Work instruction: Print word for word the records from the line containing "trim and record integer pixel coordinates." through the end.

Available data:
--

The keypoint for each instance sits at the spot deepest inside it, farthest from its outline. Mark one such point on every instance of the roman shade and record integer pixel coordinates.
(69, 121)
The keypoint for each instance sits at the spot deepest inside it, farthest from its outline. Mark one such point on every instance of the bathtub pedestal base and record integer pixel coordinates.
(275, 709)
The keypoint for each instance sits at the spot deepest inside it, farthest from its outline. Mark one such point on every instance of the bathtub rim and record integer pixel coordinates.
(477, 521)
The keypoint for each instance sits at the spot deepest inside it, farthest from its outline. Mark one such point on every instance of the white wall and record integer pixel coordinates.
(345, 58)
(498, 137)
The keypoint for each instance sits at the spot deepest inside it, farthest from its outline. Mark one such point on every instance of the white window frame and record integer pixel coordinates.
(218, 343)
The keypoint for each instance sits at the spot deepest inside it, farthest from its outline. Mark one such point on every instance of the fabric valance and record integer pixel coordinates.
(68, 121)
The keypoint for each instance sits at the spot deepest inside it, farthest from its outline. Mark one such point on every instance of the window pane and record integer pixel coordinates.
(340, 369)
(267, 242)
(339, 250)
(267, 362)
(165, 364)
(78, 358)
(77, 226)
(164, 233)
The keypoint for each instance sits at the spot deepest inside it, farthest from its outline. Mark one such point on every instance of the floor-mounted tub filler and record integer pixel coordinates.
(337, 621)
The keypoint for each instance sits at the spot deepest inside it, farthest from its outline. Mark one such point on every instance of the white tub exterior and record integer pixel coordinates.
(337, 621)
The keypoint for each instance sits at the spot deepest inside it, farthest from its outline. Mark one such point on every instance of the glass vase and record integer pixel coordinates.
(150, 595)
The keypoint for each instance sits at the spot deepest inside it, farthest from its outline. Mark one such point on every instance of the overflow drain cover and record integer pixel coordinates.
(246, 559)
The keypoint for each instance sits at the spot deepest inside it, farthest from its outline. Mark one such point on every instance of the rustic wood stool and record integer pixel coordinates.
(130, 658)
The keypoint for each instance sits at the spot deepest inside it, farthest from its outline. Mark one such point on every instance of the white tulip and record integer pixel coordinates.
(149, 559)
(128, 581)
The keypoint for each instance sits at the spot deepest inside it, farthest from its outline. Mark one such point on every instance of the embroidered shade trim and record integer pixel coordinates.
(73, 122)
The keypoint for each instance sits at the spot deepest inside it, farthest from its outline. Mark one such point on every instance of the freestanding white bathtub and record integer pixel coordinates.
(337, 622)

--

Expected output:
The keypoint for each instance sits at the spot deepest inside it, farthest from its outline. Mark one such point on every instance of the embroidered shade trim and record integer pixel coordinates.
(73, 122)
The keypoint for each instance sits at the spot deepest inside it, farthest from its outline. Mark one such point on every instance of the freestanding white bathtub and record integer pixel coordinates.
(337, 622)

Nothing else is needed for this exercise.